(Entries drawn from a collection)
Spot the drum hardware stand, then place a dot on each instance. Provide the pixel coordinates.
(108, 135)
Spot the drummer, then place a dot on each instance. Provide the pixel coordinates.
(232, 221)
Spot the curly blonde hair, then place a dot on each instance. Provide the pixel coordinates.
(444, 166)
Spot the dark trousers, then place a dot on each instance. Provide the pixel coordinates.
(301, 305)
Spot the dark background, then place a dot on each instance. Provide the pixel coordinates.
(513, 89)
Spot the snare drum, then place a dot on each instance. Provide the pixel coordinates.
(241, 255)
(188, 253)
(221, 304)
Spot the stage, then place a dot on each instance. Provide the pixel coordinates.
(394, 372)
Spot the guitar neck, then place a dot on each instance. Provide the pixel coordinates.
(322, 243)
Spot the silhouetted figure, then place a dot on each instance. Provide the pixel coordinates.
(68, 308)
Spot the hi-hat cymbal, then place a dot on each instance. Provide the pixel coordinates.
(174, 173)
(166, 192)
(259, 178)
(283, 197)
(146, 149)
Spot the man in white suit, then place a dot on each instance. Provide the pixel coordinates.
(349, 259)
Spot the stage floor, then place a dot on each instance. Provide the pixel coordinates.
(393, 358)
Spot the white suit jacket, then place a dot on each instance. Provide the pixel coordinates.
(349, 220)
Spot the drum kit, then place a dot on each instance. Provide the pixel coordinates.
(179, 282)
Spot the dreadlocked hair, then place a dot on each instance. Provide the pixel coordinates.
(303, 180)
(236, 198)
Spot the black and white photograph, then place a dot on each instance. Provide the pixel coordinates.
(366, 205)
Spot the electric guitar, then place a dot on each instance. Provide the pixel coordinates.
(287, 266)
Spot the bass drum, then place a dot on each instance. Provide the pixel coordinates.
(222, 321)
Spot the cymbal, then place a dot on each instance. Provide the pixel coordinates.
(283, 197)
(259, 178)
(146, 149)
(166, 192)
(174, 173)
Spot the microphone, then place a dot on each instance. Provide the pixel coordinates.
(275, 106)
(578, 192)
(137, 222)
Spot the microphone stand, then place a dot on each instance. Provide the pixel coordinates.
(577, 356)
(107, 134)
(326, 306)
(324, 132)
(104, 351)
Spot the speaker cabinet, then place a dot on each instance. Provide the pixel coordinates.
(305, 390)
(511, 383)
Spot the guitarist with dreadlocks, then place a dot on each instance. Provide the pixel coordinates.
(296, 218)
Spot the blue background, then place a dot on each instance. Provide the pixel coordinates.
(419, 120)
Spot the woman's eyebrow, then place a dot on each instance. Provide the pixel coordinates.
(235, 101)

(Exercise requirements) Can you copy the whole listing above line for line, without changing anything?

(Correct output)
Spot the drum hardware stand, then place a dot on each instance. Provide the pixel coordinates.
(108, 135)
Spot the drummer, then place a dot on each instance. Provide the pixel coordinates.
(232, 221)
Spot the curly blonde hair, then place a dot on each instance. Provide the pixel coordinates.
(444, 166)
Spot the dark trousers, then place a dot on each instance. Provide the pixel coordinates.
(301, 305)
Spot the dark background, then place a dot on each instance. Provide the pixel coordinates.
(513, 89)
Spot the snare drum, then place a dot on each instance. Provide the pixel coordinates.
(241, 255)
(188, 253)
(221, 304)
Spot the stage, then place a dot on each instance. Provide the pixel coordinates.
(394, 372)
Spot the guitar neck, then place a dot on each instance. Provide the pixel coordinates.
(322, 243)
Spot the silhouetted figure, then place a dot on each instance. Provide the pixel coordinates.
(68, 308)
Spot the hi-hat cymbal, then place a dot on each instance. Provide the pixel coordinates.
(174, 173)
(166, 192)
(259, 178)
(283, 197)
(146, 149)
Spot the man in white suit, then place a dot on each instance. Provide the pixel coordinates.
(349, 259)
Spot the stage floor, then place a dot on each instance. Provide the pixel coordinates.
(393, 358)
Spot the white suit jacket, then place a dot on each instance. Provide the pixel coordinates.
(349, 220)
Spot the drum kit, then place a dot on each instance. Provide the pixel coordinates.
(179, 282)
Spot the dreadlocked hair, then place a dot on each instance. Provide the pixel coordinates.
(303, 180)
(236, 198)
Spot the black and white photograph, then place a dot on each instance. Provide the pixel coordinates.
(366, 205)
Spot the electric guitar, then place a dot on each instance. Provide the pixel coordinates.
(287, 266)
Spot the bass drum, then place a dot on each instance. Provide the pixel coordinates.
(222, 321)
Spot the cymbal, then place a dot on each instance. Provide the pixel coordinates.
(283, 197)
(259, 178)
(146, 149)
(166, 192)
(174, 173)
Spot the microphone, then place a dot on each instance. Provide the pixel coordinates.
(275, 106)
(578, 192)
(137, 222)
Spot the microphone stand, then place a dot on each instance. Provide the pixel coordinates.
(577, 356)
(107, 134)
(326, 306)
(324, 132)
(104, 351)
Spot the speaker cabinet, then place a dot on each instance. Provide the pixel coordinates.
(305, 390)
(511, 383)
Spot the guitarist with dreadlocks, then place a dot on each instance. Provide the pixel coordinates.
(296, 218)
Spot the blue background, then place a dot on each instance. Provide the pixel coordinates.
(419, 120)
Spot the woman's eyebrow, then place a dot on each instance. Provide the pixel coordinates.
(235, 101)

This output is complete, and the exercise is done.